* EXERCISE *
Produce all the records again exactly as they stand.
━━━━━━━━━━━━━━━━━━━━━━━━━━━━━━
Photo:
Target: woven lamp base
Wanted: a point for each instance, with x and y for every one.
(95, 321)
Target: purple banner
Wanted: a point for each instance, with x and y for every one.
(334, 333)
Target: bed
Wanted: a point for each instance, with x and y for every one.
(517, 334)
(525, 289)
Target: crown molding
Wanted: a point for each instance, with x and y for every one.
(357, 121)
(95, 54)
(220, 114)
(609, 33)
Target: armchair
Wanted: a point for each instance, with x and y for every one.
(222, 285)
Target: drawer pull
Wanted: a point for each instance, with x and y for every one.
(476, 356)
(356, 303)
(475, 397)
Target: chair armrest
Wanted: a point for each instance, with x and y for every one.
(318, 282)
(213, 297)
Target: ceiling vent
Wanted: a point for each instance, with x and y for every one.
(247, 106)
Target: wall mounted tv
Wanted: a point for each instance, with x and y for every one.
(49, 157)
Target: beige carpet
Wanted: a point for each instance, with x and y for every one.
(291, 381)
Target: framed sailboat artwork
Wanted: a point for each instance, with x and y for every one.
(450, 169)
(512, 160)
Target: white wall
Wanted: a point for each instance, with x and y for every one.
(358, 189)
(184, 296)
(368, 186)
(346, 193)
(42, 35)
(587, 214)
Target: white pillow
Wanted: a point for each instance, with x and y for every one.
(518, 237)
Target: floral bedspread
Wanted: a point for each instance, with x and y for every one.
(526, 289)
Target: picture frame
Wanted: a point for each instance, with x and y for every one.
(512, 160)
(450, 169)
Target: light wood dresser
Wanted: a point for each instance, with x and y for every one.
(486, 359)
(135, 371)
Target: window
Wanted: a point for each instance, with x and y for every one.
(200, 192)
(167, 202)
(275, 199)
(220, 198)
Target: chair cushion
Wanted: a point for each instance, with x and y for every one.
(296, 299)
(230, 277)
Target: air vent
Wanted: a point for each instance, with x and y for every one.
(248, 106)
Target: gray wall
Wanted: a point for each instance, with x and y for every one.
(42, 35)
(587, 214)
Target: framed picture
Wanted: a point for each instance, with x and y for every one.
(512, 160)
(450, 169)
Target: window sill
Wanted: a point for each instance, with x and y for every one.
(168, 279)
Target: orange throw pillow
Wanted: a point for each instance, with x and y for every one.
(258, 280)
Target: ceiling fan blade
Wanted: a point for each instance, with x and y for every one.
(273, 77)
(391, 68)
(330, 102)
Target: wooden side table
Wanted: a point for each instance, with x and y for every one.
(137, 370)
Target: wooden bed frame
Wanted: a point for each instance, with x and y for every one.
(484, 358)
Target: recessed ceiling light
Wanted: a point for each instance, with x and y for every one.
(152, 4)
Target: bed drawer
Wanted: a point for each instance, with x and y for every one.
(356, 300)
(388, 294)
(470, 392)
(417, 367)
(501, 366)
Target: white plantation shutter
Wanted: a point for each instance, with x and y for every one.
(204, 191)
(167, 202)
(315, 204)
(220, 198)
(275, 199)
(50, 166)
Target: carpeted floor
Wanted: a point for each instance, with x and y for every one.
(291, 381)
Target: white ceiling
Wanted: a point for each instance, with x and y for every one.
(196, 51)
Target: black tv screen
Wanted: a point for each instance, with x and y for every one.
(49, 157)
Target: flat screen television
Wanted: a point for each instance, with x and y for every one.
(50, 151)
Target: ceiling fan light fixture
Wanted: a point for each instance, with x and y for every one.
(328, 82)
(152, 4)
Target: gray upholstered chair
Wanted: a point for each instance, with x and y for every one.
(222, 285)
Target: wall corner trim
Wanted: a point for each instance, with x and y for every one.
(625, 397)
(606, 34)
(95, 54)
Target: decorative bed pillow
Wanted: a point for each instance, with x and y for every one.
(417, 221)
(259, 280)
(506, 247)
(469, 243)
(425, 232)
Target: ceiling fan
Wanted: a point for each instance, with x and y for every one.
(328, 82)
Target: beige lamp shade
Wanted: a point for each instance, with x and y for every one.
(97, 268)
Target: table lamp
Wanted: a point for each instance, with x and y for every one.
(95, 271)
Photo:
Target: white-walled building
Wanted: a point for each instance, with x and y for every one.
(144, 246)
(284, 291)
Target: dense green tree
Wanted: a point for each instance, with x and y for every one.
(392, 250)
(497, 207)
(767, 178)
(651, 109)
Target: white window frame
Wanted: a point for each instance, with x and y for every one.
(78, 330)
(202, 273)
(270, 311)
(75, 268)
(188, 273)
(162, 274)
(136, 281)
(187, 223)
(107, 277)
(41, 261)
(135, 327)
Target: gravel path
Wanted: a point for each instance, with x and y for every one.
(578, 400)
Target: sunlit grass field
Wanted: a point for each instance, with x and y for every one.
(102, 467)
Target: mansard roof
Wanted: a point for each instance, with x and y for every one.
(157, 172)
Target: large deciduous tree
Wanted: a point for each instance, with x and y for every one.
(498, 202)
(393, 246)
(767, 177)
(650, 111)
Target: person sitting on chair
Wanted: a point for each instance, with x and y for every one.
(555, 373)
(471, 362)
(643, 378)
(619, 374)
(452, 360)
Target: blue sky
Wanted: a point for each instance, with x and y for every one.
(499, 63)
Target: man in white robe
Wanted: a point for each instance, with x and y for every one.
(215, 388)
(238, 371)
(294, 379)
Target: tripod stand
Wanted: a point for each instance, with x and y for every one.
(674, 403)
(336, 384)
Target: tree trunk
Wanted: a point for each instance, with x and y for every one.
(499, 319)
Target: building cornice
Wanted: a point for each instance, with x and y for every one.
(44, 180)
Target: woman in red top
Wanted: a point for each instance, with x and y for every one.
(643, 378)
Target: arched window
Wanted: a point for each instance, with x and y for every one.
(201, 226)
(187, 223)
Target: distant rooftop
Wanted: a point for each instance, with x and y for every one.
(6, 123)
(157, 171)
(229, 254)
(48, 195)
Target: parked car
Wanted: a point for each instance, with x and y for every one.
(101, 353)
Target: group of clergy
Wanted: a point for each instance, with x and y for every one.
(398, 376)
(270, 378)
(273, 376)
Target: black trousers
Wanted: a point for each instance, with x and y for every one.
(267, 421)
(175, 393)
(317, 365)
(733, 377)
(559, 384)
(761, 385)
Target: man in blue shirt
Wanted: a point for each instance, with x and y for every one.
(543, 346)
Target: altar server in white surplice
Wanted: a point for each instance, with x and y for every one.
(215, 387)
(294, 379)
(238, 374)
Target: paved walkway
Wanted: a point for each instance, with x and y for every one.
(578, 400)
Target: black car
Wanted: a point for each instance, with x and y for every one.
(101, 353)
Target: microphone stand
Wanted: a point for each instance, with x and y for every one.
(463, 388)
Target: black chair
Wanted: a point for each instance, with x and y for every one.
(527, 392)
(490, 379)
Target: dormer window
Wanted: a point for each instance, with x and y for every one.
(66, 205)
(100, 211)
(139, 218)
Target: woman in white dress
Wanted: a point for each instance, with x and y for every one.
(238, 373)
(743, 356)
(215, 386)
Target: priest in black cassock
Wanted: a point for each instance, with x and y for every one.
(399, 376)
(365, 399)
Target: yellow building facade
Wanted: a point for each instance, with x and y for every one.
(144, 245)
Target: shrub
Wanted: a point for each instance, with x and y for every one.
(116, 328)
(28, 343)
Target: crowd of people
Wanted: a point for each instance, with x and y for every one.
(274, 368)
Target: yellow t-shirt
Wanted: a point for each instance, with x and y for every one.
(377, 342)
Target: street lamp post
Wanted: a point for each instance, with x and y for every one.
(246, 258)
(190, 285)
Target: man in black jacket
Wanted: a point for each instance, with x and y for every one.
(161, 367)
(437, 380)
━━━━━━━━━━━━━━━━━━━━━━━━━━━━━━
* THE ANSWER *
Photo:
Target: woven lamp base
Wanted: a point for each instance, with x and y for every one.
(95, 321)
Target: purple banner
Wanted: a point for each instance, with x and y for every one.
(334, 333)
Target: bed
Wanted: a point for each instance, with x and y for every one.
(517, 334)
(525, 289)
Target: crown molding
Wanted: a point for each instance, with x and y for every one.
(357, 121)
(95, 54)
(220, 114)
(609, 33)
Target: armchair
Wanted: a point for each instance, with x and y for every one.
(222, 285)
Target: drawer pull
Wanted: a point for each instance, with x and y for every one.
(476, 356)
(356, 303)
(475, 397)
Target: chair armrest
Wanted: a point for each instance, with x and y for every one.
(318, 282)
(213, 297)
Target: ceiling vent
Wanted: a point for each instance, with x and y for every one.
(247, 106)
Target: wall mounted tv
Wanted: a point for each instance, with x and y for every one.
(49, 157)
Target: beige carpet
Wanted: a point for each instance, with x and y for every one.
(291, 381)
Target: framed sailboat artwork
Wanted: a point for each instance, with x and y for every one.
(450, 169)
(512, 160)
Target: white wall
Wanted: a point for each instance, with x and y for every one.
(358, 189)
(184, 296)
(368, 186)
(346, 193)
(42, 35)
(587, 214)
Target: white pillow
Wanted: a point for each instance, with x and y for every one.
(518, 237)
Target: floral bedspread
Wanted: a point for each instance, with x and y for every one.
(526, 289)
Target: picture frame
Wanted: a point for each instance, with x and y for every one.
(512, 160)
(450, 169)
Target: light wood dresser
Wanted: a point for each instance, with x and y for every one.
(486, 359)
(135, 371)
Target: window
Wanted: a point for each instance, with x and y for every one.
(200, 192)
(167, 202)
(275, 199)
(220, 198)
Target: chair cushion
Wanted: a point for each instance, with x and y for every one.
(296, 299)
(230, 277)
Target: air vent
Wanted: a point for each instance, with x and y for every one.
(248, 106)
Target: gray wall
Wanted: a point for each instance, with x and y for every one.
(42, 35)
(587, 214)
Target: framed picture
Wanted: a point for each instance, with x and y for every one.
(512, 160)
(450, 169)
Target: window sill
Wanted: a point for each instance, with x and y for every one.
(168, 279)
Target: orange throw pillow
Wanted: a point for each instance, with x and y for every one.
(258, 280)
Target: ceiling fan blade
Wanted: a point for each instance, with x and y for every one.
(273, 77)
(391, 68)
(330, 102)
Target: wooden side table
Wanted: a point for each instance, with x and y for every one.
(137, 370)
Target: wooden bed frame
Wanted: a point for each instance, with x and y for every one.
(484, 358)
Target: recessed ceiling light
Wanted: a point for each instance, with x and y for every one.
(152, 4)
Target: bed drawer
Wanted: a point for each instance, with x and y for every one.
(356, 300)
(388, 294)
(470, 392)
(417, 367)
(501, 366)
Target: white plantation shutter
Wanted: a point for each instance, with x and y for every one.
(204, 191)
(167, 202)
(315, 204)
(220, 198)
(275, 199)
(50, 166)
Target: carpeted floor
Wanted: a point for each instance, with x and y for every one.
(291, 381)
Target: white ceiling
Wanted: a point for each instance, with x and y for every one.
(196, 51)
Target: black tv screen
Wanted: a point for each instance, with x and y for every one.
(49, 157)
Target: flat screen television
Wanted: a point for each instance, with x and y for every one.
(50, 151)
Target: ceiling fan light fixture
Wanted: a point for each instance, with x and y for every one.
(328, 82)
(152, 4)
Target: gray upholstered chair
Wanted: a point for each instance, with x and y for every one.
(222, 285)
Target: wall corner trim
Wanted: a point for each instance, with x and y for every one.
(625, 397)
(606, 34)
(95, 54)
Target: decorative bed pillow
Wanted: a point for each instance, with x and y for every one.
(417, 221)
(259, 280)
(506, 247)
(469, 243)
(425, 232)
Target: ceiling fan
Wanted: a point for each instance, with x and y for every one.
(328, 82)
Target: beige lamp shade
Wanted: a point for each instance, with x and y for every one.
(97, 268)
Target: table lamp
Wanted: a point for each instance, with x and y for every one.
(95, 271)
Photo:
Target: white-walled building
Wanted: a point for each instance, with x and y for every one.
(144, 246)
(284, 291)
Target: dense green tree
Wanted: a point for each instance, with x and y for every one.
(392, 250)
(497, 207)
(767, 178)
(651, 109)
Target: white window frame
Wanted: a point for each instance, with x and y for every one.
(78, 330)
(202, 273)
(270, 311)
(75, 268)
(188, 273)
(162, 274)
(136, 281)
(187, 223)
(107, 277)
(41, 261)
(135, 327)
Target: gravel path
Wanted: a point for each instance, with x and y for every one.
(578, 400)
Target: sunlit grass field
Wanted: a point for each instance, with x and y for every one.
(102, 467)
Target: mansard roof
Wanted: a point for each instance, with x and y for every one.
(157, 172)
Target: large deciduous tree
Wanted: a point for each instance, with x and y for every one.
(498, 202)
(393, 246)
(767, 177)
(650, 111)
Target: person sitting on chair
Wanted: a point for each instance, with x and y for every one.
(555, 373)
(471, 362)
(643, 378)
(619, 374)
(452, 360)
Target: blue sky
Wanted: a point for each instance, with x and y for every one.
(499, 63)
Target: man in white robe
Wanted: a point for each instance, with x and y for every one.
(215, 388)
(238, 371)
(294, 379)
Target: tripod stand
Wanted: a point for each instance, with x and y for every one.
(674, 403)
(336, 384)
Target: tree trunk
Wanted: a point for each instance, with x and y for every one.
(499, 319)
Target: building cornice
Wanted: a point for each instance, with x and y for every one.
(44, 180)
Target: woman in red top
Wanted: a point for each instance, with x and y for every one.
(643, 378)
Target: arched window
Wanted: a point for each instance, with x and y for every one.
(201, 226)
(187, 223)
Target: distant rooftop
Wanted: a point for each instance, with x and y for every one.
(6, 123)
(157, 171)
(229, 254)
(48, 195)
Target: parked car
Wanted: a point for each instance, with x and y for every one.
(101, 353)
Target: group of clergy
Wanted: a point for each instance, with x and y for every one.
(398, 376)
(270, 378)
(273, 376)
Target: black trousers
Wanted: a point for each instance, with x and y for every one.
(267, 421)
(175, 393)
(317, 365)
(733, 377)
(559, 384)
(761, 385)
Target: man in blue shirt
Wanted: a point for each instance, with x and y for every one.
(543, 346)
Target: altar server in white surplice
Wanted: a point for each instance, with x and y for every one.
(215, 387)
(294, 379)
(238, 374)
Target: paved walkway
Wanted: a point for each instance, with x and y for every one.
(578, 400)
Target: black car
Wanted: a point for each instance, with x and y for every one.
(101, 353)
Target: microphone stand
Wanted: a point for each instance, with x and y for every one.
(463, 388)
Target: black chair
Wanted: a point for each instance, with x and y for every one.
(527, 392)
(490, 379)
Target: dormer window
Wanted: a point for each instance, with x and y for every one.
(66, 205)
(100, 211)
(139, 218)
Target: woman in white dress
Wanted: a point for each instance, with x and y for every one.
(238, 373)
(743, 356)
(215, 386)
Target: priest in black cassock
Wanted: a point for each instance, with x and y for every one.
(399, 376)
(365, 399)
Target: yellow building facade
Wanted: a point for each instance, with x and y for every one.
(144, 245)
Target: shrub
Wanted: a point for each instance, with x and y for every one.
(116, 328)
(28, 343)
Target: crowd of people
Wanted: a point for each instance, with x and y for every one.
(274, 368)
Target: yellow t-shirt
Wanted: a point for each instance, with x and y for every one.
(377, 342)
Target: street lamp post
Wanted: a point for each instance, with x and y for every one.
(246, 258)
(190, 285)
Target: man in black jacket
Wanted: a point for each instance, with x and y for every one.
(161, 367)
(437, 380)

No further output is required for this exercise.